Contour annotation listing

>> START

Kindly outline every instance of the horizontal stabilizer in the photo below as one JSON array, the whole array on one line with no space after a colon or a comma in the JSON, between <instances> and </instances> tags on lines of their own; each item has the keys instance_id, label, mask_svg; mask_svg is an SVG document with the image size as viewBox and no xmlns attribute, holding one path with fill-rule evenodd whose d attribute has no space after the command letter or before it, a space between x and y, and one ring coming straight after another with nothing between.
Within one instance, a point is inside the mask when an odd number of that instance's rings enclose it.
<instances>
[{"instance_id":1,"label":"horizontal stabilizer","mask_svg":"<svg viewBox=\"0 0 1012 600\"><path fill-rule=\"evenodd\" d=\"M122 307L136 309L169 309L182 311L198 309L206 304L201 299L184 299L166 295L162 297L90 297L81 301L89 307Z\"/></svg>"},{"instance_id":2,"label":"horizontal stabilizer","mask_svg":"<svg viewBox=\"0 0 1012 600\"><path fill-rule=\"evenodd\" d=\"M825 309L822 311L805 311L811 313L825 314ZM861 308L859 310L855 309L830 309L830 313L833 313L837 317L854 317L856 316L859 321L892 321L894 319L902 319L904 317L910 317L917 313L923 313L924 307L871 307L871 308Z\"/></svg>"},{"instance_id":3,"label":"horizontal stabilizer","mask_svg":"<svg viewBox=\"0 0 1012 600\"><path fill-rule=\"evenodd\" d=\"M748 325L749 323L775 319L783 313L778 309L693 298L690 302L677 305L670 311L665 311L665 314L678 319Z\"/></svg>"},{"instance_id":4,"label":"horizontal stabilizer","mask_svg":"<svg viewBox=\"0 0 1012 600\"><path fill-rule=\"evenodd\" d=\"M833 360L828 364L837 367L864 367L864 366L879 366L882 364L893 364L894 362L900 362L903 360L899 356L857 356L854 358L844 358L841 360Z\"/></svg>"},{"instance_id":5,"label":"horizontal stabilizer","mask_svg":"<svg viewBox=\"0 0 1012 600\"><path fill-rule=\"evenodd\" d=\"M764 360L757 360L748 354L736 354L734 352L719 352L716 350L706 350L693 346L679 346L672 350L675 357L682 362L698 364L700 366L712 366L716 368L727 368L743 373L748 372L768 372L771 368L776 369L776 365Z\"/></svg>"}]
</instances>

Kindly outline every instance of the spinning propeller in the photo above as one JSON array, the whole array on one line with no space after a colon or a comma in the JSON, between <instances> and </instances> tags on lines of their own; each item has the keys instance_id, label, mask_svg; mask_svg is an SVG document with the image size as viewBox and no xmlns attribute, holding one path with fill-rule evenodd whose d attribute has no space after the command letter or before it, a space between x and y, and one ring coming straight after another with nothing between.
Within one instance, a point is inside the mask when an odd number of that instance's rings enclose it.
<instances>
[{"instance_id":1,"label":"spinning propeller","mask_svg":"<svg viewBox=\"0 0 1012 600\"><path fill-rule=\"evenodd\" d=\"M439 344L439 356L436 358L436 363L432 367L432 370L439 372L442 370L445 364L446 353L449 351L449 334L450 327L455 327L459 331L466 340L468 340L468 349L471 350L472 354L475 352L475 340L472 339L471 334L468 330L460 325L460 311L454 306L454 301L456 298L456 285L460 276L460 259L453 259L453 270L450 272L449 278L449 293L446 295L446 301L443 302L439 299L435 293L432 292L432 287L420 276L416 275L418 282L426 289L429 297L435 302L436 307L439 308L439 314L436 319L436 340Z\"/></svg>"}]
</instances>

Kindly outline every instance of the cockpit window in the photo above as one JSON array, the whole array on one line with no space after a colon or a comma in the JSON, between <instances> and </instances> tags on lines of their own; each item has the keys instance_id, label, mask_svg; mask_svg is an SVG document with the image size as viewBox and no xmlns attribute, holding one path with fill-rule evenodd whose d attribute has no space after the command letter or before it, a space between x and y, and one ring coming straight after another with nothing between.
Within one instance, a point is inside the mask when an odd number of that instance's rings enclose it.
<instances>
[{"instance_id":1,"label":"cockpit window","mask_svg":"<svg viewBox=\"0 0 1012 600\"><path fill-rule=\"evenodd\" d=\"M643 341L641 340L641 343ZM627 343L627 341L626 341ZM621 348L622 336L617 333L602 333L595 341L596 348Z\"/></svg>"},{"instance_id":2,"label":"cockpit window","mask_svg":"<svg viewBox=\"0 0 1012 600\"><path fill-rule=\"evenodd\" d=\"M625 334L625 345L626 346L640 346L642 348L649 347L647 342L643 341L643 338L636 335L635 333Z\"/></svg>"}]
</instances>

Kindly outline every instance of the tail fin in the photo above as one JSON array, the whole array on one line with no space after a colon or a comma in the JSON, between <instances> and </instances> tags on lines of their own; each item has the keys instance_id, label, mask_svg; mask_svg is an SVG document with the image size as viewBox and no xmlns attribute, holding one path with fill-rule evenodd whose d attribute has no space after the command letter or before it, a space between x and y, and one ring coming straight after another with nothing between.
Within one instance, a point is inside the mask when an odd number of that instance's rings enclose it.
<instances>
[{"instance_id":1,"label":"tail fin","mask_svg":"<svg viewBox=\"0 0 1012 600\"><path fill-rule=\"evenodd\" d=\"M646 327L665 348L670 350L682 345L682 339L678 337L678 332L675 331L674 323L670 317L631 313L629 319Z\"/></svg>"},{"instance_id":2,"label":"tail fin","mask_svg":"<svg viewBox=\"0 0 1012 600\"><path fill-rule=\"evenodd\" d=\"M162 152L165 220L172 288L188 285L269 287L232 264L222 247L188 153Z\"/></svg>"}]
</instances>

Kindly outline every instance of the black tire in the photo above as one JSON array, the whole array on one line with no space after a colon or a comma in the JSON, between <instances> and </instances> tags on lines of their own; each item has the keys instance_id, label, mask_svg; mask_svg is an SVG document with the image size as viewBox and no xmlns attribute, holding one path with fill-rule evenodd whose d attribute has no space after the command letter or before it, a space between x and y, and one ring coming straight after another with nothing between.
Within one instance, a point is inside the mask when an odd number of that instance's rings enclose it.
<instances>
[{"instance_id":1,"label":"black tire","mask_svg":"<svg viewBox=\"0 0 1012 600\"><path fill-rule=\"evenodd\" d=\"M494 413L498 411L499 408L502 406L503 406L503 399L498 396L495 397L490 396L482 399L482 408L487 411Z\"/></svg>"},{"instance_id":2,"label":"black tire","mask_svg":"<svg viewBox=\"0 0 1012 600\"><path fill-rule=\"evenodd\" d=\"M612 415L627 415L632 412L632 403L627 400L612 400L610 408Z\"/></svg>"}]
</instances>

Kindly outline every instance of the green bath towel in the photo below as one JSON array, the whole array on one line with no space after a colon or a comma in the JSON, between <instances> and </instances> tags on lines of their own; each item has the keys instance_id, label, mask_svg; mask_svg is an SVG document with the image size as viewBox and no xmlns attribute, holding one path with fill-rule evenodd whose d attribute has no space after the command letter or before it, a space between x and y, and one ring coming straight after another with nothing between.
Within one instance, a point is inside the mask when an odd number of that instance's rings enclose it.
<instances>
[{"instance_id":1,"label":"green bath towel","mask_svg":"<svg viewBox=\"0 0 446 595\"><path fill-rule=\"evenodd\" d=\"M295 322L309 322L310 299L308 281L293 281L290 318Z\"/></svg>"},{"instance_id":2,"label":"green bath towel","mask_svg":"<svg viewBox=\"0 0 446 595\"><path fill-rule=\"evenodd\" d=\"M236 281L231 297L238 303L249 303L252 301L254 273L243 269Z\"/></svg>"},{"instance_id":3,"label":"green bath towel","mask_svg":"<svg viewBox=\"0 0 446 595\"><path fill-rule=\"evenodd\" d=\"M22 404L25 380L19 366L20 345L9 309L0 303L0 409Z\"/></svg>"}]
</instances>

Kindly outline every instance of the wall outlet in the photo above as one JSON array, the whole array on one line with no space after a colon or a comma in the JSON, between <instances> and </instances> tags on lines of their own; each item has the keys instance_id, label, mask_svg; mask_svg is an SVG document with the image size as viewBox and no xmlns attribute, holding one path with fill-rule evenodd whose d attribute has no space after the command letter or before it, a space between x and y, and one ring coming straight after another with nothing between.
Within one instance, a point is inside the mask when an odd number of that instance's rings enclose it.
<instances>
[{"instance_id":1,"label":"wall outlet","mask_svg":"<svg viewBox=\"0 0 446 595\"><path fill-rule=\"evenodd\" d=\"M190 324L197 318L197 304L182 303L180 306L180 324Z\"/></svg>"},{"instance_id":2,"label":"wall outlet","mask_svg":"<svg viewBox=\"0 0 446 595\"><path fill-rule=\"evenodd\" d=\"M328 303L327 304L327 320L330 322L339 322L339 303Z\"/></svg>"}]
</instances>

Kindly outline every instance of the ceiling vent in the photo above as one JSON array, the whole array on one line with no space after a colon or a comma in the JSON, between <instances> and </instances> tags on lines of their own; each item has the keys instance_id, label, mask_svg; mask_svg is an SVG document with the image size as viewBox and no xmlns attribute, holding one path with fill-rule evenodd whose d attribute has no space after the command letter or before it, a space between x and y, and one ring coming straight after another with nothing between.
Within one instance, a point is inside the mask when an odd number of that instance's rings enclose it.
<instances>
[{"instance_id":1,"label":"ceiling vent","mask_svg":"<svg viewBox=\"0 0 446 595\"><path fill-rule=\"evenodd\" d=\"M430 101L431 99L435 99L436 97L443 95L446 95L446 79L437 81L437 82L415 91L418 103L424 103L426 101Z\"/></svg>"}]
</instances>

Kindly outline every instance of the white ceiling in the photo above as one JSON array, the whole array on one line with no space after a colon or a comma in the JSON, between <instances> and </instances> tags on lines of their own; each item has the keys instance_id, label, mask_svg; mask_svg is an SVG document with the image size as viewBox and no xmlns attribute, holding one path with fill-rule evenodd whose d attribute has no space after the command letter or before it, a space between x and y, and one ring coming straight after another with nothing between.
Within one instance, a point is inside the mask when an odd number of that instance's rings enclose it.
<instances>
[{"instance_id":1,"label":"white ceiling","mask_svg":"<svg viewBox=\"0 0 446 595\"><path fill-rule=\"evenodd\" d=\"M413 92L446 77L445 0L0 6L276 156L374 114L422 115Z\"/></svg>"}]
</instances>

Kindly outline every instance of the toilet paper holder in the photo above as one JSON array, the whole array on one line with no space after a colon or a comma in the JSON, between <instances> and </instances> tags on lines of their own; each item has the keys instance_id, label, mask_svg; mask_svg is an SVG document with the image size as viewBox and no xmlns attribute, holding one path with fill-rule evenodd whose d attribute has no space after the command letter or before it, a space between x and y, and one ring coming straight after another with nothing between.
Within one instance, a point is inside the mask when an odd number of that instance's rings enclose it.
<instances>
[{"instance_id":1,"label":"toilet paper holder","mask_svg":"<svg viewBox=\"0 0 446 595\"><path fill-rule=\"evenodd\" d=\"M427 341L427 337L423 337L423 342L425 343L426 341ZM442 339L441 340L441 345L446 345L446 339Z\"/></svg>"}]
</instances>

>> END

▶ [Task to complete]
Please write out the stretch of the listing above from the line containing "Kindly outline every instance of the white" through the end of the listing, word for word.

▶ [The completed task]
Kindly outline every instance of the white ceiling in the photo above as one JSON array, the whole array on one line with no space after a colon or a comma in the JSON, between <instances> and </instances> tags on lines of their own; each item has the keys instance_id, label, mask_svg; mask_svg is an SVG document with the image size as viewBox and no xmlns attribute, holding one path with fill-rule evenodd whose d attribute has no space after the command letter or before it, a space between x and y, and one ring coming straight after another with nothing between.
Within one instance, a point is inside the mask when an odd number of that instance's rings enclose it.
<instances>
[{"instance_id":1,"label":"white ceiling","mask_svg":"<svg viewBox=\"0 0 446 595\"><path fill-rule=\"evenodd\" d=\"M413 92L446 77L445 0L0 6L276 156L374 114L422 115Z\"/></svg>"}]
</instances>

Kindly outline every instance of the toilet paper holder in the photo above as one JSON array, the whole array on one line with no space after a colon or a comma in the JSON, between <instances> and </instances> tags on lines of their own; each item has the keys instance_id, label, mask_svg; mask_svg is an SVG document with the image size as viewBox and no xmlns attribute, holding one path with fill-rule evenodd whose d attribute has no space after the command letter or before it, a space between x and y, and one ring coming straight after another with nothing between.
Within one instance, a point is inside the mask when an odd number of that instance's rings enclose it.
<instances>
[{"instance_id":1,"label":"toilet paper holder","mask_svg":"<svg viewBox=\"0 0 446 595\"><path fill-rule=\"evenodd\" d=\"M427 341L427 337L423 337L423 342L425 343L426 341ZM442 339L441 340L441 345L446 345L446 339Z\"/></svg>"}]
</instances>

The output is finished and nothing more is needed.